[Image location labeling entries]
#####

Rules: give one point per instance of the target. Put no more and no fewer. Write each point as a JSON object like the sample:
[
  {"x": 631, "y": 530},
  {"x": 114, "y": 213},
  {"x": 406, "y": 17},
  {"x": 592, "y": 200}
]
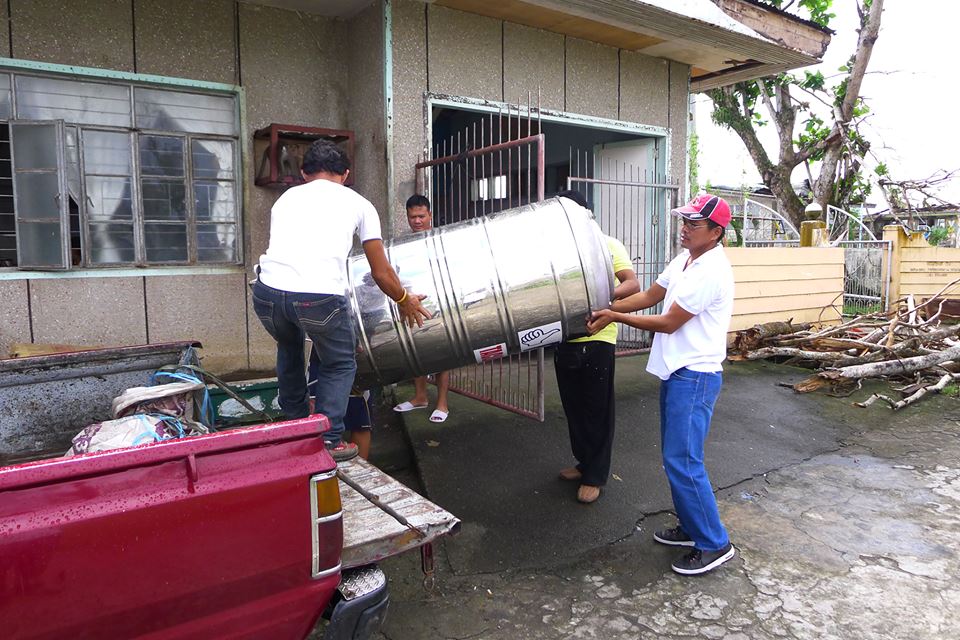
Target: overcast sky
[{"x": 912, "y": 92}]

#####

→ **What the task requires**
Rewrite all the entries with "instance" swapped for "occurrence" and every other part left unchanged, omitting the pictures.

→ **Task solution**
Rules: give one point per occurrence of the target. Put no more and no fewer. Write each point as a JSON object like the sample:
[
  {"x": 631, "y": 530},
  {"x": 114, "y": 213},
  {"x": 406, "y": 17},
  {"x": 592, "y": 200}
]
Target: overcast sky
[{"x": 912, "y": 92}]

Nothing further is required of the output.